**EXCERPTED TEXT:**
▬▬▬▬▬▬
HMT will co-ordinate with the FCA and PRA to ensure that, where relevant, the alterations to provisions within UK EMIR will be brought into force in conjunction with the bringing into force of any FCA and PRA rule changes.

The government has also set out its intention to review the remainder of UK EMIR Title II as a priority. The government intends for any policy changes implemented by the draft Regulations to be maintained over the course of that work, noting that some amendments to the legislation may be needed to transfer it from Title II UK EMIR to domestic statute once Title II is repealed.

  1. Regulation (EU) No 648/2012 of the European Parliament and of the Council of 4 July 2012 on over-the-counter derivatives, central counterparties and trade repositories. 

  2. There is also a reporting exemption for intragroup transactions where at least one of the counterparties is a non-financial counterparty. However, as the government is not taking forward any changes to the reporting regime at this time, this has not been considered further within this note.
▬▬▬▬▬▬
**GIVEN MATERIAL:**
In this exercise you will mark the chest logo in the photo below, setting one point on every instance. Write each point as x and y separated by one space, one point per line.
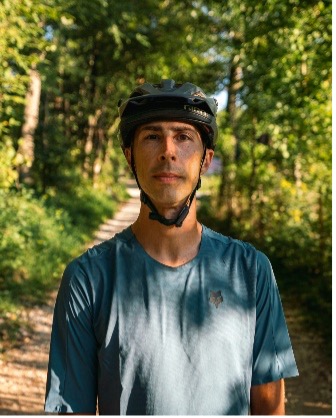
216 297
▬▬▬▬▬▬
**EXERCISE 1:**
Answer these questions from the UK EMIR excerpt:
(a) With which two bodies will HMT co-ordinate when the changes to UK EMIR are brought into force?
(b) Which part of UK EMIR has the government said it intends to review as a priority?
(c) According to the second footnote, which transactions have a reporting exemption?
**EXERCISE 2:**
Extend the UK EMIR excerpt beyond its final sentence, keeping the same register.

**TASK OUTPUT 1:**
(a) The FCA and the PRA.
(b) The remainder of UK EMIR Title II.
(c) Intragroup transactions where at least one of the counterparties is a non-financial counterparty.

**TASK OUTPUT 2:**
  3. Set out in Article 82 of The Over the Counter Derivatives, Central Counterparties and Trade Repositories (Amendment, etc., and Transitional Provision) (EU Exit) Regulations 2019. 

  4. The Pension Fund Clearing Obligation Exemption and Intragroup Transaction Transitional Clearing and Risk-Management Obligation Exemptions (Extension and Amendment) Regulations 2023 

  5. Updating the UK’s regulatory framework for central counterparties, paragraph 1.14. 

  6. Regulation (EU) No. 575/2013 of the European Parliament and of the Council of 26 June 2013 on prudential requirements for credit institutions and investment firms and amending Regulation (EU) No 648/2012.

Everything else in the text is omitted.